WORK REQUIRED >> How many lines in the entries below contain the word "utility"? Reply with the number alone.

★ ★ ★ ★

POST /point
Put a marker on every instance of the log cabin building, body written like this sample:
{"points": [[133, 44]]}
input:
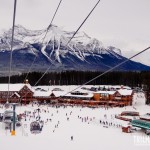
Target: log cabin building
{"points": [[121, 97], [17, 93]]}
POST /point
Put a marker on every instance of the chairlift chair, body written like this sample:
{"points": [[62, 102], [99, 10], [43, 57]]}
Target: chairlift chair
{"points": [[35, 127]]}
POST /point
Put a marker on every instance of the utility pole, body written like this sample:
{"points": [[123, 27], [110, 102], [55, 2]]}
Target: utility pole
{"points": [[13, 132]]}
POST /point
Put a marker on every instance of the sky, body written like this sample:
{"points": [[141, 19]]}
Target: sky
{"points": [[124, 24]]}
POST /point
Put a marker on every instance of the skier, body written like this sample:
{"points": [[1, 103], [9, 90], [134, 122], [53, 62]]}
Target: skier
{"points": [[71, 138]]}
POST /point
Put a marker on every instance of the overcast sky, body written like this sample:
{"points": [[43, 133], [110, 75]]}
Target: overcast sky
{"points": [[124, 24]]}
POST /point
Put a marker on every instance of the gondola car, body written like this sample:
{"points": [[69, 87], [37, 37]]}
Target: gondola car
{"points": [[35, 127]]}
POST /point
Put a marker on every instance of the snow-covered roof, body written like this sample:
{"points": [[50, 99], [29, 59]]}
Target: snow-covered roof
{"points": [[105, 92], [88, 95], [42, 93], [59, 93], [125, 92], [14, 87], [17, 94]]}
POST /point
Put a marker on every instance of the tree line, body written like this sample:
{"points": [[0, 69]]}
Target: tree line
{"points": [[132, 79]]}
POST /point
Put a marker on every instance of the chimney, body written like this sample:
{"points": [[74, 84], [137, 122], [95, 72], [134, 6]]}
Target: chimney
{"points": [[26, 81]]}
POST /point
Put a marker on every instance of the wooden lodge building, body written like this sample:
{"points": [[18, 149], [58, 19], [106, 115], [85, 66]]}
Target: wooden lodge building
{"points": [[121, 97], [17, 93], [25, 93]]}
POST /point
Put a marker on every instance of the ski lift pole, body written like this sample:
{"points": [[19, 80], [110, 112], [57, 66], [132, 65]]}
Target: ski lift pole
{"points": [[14, 120]]}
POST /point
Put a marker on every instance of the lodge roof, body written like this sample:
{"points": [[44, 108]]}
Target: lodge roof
{"points": [[13, 87]]}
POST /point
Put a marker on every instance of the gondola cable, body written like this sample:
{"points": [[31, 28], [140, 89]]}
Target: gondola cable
{"points": [[43, 38], [11, 49]]}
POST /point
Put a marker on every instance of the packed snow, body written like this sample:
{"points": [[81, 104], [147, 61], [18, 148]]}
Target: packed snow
{"points": [[74, 127]]}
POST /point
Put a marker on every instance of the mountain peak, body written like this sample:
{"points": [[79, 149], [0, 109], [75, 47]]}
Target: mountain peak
{"points": [[82, 53]]}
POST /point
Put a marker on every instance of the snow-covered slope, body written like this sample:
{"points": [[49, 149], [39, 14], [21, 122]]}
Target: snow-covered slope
{"points": [[82, 53]]}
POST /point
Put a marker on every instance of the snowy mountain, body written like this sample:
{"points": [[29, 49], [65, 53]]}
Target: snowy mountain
{"points": [[82, 53]]}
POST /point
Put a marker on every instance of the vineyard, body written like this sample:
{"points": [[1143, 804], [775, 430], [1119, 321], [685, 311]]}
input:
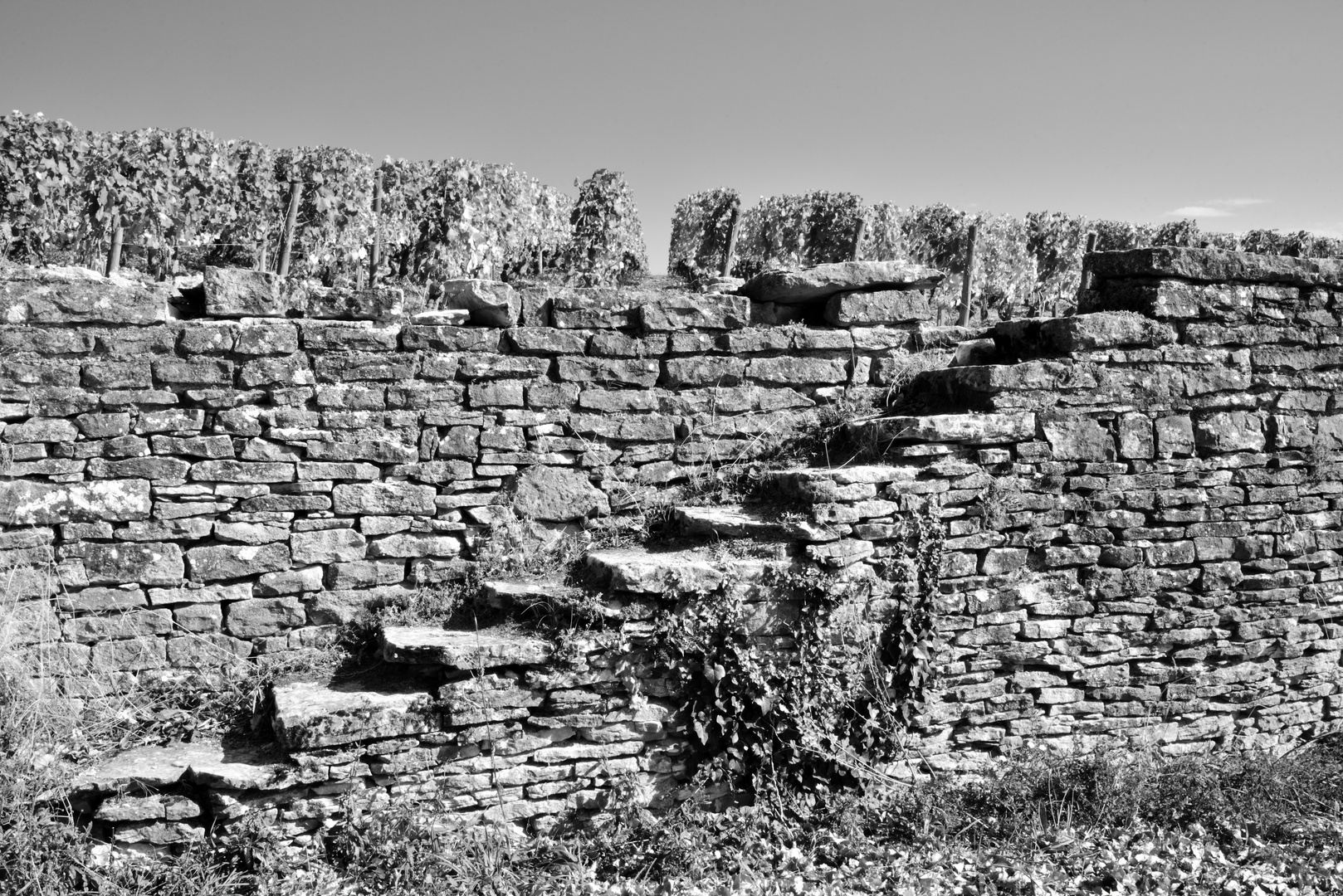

★ ★ ★ ★

TASK ANSWER >> 2